STATED TASK A: Condense the blog paragraph beginning "It all began in the first week of college" into a short bulleted list that keeps its main facts.

TEXT SEGMENT:
____

Friday, December 3, 2010

Mixed Jazz

Jazz is an absolute thought-swirler. I’d written pick-up agent, but that’s not really it. It just gets your machinery going, gets the cogs moving. The best way to go is to mix your jazz a lot. Too much Coltrane and your head hurts from trying to figure out progressions. Too much Shirley Bassey and you end up being too grinny to get anything good done. And too much Dave Brubeck and you just plainly fall asleep.

Certain revelations just make the whole day worth it.

Wednesday, November 17, 2010

Graphics

Call me an amateur engineering student, but I absolutely LOVE graphic designers' work! I've seen a few blogs and portfolios over the last few months and few people come close to the levels of creativity those folk inspire. Everything is just so aesthetically correct, precisely in the space it's supposed to be in and just right.

Maybe it's the fact that engineering's forced me to shove my creativity in a little cupboard under an irrelevant staircase in my head (The fact that there's an upcoming Harry Potter movie is clearly affecting my allusions) but I really believe these guys get to really push the limits of thinking, instead of pushing the limits of sheer brain volume. Let's not even go to those dirty tracks of talking about modifications in engineering curricula, but I'm just saying, it ain't fair.

Damn all of you. And damn you too, Bing. You know precisely why.

PS - I must remember to keep a notebook.

Thursday, October 14, 2010

It starts

Inauguration. They had to play the Love Story/Viva La Vida mashup SOMEWHERE. Just didn't expect it to be at the end of the mime. The effect when those swooning violin notes of Viva la Vida hit, however, was just as expected. The song was made, it seems, for this occasion. When all that Waves was would boil down to this edition.

The world isn't ending anytime soon, no, but the world as I know it, is. It had to be something fitting.

And this was just the icing on the cake. The real deal was the music society guys, with Aseem, Sigtia, Anmol, Chinmay and Navjyot performing a medley to be remembered for years after.

The next few days will be disillusioning, to say the least.

Wednesday, October 13, 2010

Culmination

It all began in the first week of college when we just heard of it. It was nothing more than a mere legend, something that'd happened in the past and was far, far away. Then Big Break 2007 happened, and that life-changing video happened. The video that decided what I'd give a major part of my college life to. Slowly things picked up, with the erstwhile Sponz club inductions, getting to know senior folk and finally deciding to take the plunge in the festival. Ever since, everything became too speedy to notice as discrete events. They're all a proverbial blur.

Cut to today. Day Zero of Waves 2010 - Viva La Vida. The culmination of the efforts of students across seven batches, brought to you by people filled upto the ears with enthusiasm.

The more verbose I make this, the less important it will be for me.

Maybe I'll finally be able to feel nostalgic without guilt.

Sunday, October 3, 2010

Of bulls

"Expecting life to treat you well just because you're a good person is like expecting a bull not to charge at you just because you're vegetarian."

-Unknown

Tangled Up In Blue, I owe you one for this.

Friday, September 17, 2010

Inclined to believe

John Mayer on a rainy midnight with a Journalism exam on the next day with an inkling of a cold and a hope that the inkling stays as what it is now - an inkling.

____

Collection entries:
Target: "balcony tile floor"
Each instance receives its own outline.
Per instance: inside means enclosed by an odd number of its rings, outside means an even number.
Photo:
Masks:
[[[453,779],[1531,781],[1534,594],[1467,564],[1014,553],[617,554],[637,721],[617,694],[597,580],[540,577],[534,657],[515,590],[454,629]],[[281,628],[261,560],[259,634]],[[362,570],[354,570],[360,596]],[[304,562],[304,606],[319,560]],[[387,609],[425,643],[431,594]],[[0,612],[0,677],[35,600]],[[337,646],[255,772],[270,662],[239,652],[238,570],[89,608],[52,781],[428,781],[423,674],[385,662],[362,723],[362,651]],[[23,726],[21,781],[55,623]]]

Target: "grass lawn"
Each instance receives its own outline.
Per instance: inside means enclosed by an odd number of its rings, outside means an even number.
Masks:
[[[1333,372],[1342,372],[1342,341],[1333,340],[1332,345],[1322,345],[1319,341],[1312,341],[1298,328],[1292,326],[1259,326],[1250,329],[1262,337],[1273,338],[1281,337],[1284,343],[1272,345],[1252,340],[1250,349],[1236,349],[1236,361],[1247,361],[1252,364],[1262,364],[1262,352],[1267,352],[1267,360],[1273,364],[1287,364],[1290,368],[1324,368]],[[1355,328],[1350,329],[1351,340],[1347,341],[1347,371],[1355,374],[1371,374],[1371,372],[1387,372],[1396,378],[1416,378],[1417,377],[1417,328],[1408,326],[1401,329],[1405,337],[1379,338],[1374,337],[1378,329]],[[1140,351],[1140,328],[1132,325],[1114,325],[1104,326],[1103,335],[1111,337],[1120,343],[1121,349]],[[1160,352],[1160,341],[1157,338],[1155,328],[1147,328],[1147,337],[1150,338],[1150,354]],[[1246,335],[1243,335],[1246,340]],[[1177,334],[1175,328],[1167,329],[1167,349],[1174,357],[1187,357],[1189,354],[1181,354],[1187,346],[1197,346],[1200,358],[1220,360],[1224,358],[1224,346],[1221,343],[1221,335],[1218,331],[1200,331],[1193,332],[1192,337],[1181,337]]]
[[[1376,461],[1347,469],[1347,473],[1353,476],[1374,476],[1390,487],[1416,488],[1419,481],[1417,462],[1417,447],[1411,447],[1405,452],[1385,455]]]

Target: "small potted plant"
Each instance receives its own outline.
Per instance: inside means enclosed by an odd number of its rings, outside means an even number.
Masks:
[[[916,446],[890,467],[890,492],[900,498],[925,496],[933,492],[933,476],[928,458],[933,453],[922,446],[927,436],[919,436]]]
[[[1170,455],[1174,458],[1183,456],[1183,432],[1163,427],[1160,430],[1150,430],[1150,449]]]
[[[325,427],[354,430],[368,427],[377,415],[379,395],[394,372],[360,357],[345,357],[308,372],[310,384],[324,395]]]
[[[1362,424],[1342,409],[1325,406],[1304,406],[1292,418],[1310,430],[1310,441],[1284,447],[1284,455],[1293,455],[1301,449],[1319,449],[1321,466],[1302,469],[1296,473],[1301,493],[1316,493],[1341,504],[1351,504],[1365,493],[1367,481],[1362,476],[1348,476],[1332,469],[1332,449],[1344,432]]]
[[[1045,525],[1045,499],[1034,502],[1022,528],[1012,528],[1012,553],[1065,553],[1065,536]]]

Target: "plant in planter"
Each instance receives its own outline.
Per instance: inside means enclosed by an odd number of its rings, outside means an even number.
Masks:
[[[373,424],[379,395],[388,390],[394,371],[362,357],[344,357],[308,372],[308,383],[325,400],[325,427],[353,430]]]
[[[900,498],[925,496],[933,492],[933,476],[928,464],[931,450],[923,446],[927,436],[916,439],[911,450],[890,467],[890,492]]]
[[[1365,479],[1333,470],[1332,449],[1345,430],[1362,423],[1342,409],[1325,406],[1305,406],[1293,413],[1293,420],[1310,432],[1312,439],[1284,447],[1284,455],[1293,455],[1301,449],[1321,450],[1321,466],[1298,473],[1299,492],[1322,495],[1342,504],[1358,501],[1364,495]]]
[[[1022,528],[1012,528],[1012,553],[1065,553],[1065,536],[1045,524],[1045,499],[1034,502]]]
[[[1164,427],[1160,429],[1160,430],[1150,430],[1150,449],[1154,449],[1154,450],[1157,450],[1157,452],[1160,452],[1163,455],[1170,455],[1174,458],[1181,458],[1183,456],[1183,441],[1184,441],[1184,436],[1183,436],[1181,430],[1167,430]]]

____

STATED TASK B: Identify every line in the rows that contains the string "Target", and copy each one out.

FULL ANSWER A:
- In the first week of college, the festival was only something heard of, a distant legend from the past.
- Big Break 2007 and a life-changing video then decided what a major part of the writer's college life would go to.
- Things picked up gradually: the Sponz club inductions, getting to know seniors, and finally committing to the festival.
- Since then, events have moved too fast to notice separately and have become a blur.

FULL ANSWER B:
Target: "balcony tile floor"
Target: "grass lawn"
Target: "small potted plant"
Target: "plant in planter"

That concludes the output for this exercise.